◆ **What you should do**: Please update the items below, replacing "bounding boxes" with "box coordinates" throughout and leaving everything else unchanged. Leave the pictures out of your answer.
^^^^^^^^
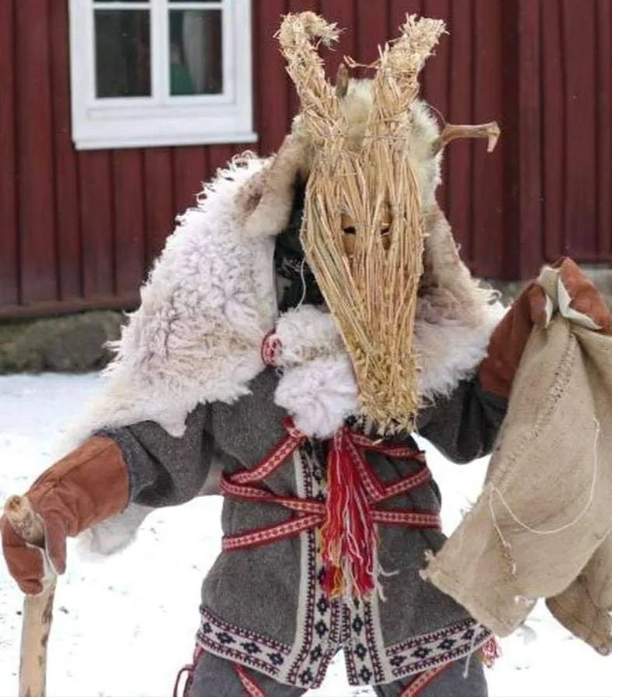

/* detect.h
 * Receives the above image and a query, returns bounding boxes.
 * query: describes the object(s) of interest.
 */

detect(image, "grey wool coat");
[73,156,506,688]
[102,368,506,688]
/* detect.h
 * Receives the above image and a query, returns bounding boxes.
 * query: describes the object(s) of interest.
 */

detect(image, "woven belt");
[220,417,441,551]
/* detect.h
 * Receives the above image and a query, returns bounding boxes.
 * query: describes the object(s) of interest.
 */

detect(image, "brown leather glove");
[0,437,129,595]
[479,258,611,398]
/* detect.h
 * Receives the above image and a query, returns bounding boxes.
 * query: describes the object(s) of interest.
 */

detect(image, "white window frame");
[69,0,257,150]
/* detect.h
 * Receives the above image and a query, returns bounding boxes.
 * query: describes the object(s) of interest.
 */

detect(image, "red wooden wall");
[0,0,611,318]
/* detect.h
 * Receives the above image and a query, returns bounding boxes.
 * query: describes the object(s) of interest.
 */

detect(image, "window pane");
[95,10,150,97]
[170,10,223,95]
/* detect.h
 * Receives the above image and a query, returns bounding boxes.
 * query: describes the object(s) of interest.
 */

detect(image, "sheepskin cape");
[423,271,611,654]
[64,151,503,553]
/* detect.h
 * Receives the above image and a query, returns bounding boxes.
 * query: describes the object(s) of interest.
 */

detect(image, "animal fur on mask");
[278,12,462,433]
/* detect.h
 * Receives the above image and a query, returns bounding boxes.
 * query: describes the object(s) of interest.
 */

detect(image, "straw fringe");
[278,12,444,433]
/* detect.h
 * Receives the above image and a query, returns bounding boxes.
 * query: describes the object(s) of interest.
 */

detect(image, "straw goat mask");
[278,12,445,433]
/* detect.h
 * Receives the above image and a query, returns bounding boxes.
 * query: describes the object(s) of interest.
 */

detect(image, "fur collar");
[70,154,503,554]
[66,155,503,444]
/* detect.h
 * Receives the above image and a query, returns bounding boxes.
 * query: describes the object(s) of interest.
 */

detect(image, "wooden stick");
^^^^^^^^
◆ **Final answer**:
/* detect.h
 * Receives the above image and a query, returns box coordinates.
 * query: describes the object(s) of interest.
 */

detect(image, "grey wool coat");
[73,156,506,688]
[102,368,506,688]
/* detect.h
 * Receives the above image and a query, returns box coordinates.
 * query: describes the object(s) of interest.
 */

detect(image, "woven belt");
[220,417,441,551]
/* detect.h
 * Receives the above image and a query, returns box coordinates.
 * query: describes the object(s) of interest.
 */

detect(image, "brown leather glove");
[0,437,129,595]
[479,258,611,398]
/* detect.h
 * Receives the above image and a query, returns box coordinates.
 * query: describes the object(s) of interest.
 */

detect(image, "white window frame");
[69,0,257,150]
/* detect.h
 * Receives the above image and a query, returns box coordinates.
 * query: describes the object(s) of interest.
 */

detect(image, "red wooden wall");
[0,0,611,318]
/* detect.h
 * Receives the above image and a query, returns box coordinates.
 * query: describes the object(s) of interest.
 */

detect(image, "window pane");
[95,10,150,97]
[170,10,223,95]
/* detect.h
 * Receives the above image and a query, returns box coordinates.
 * query: describes the object(s) of interest.
 */

detect(image, "sheepskin cape");
[423,271,611,654]
[64,151,503,553]
/* detect.h
 * Receives the above image and a query, returns box coordinates.
 * query: describes the object(s) of interest.
 */

detect(image, "animal fur on mask");
[278,12,462,433]
/* detect.h
 * Receives the above image and a query, returns box coordinates.
 * query: describes the object(s) of interest.
 */

detect(image, "straw fringe");
[278,12,444,433]
/* detect.h
 * Receives the above image and a query, returns box coordinates.
 * query: describes the object(s) of interest.
 */

detect(image, "straw goat mask");
[278,12,445,433]
/* detect.h
 * Receives the above image and a query, returns box coordinates.
 * query: describes the object(s) of interest.
 */

detect(image, "fur collar");
[70,154,503,554]
[66,155,503,444]
/* detect.h
 * Receives the above image and a query, returns box coordinates.
 * query: describes the object(s) of interest.
 */

detect(image, "wooden stick");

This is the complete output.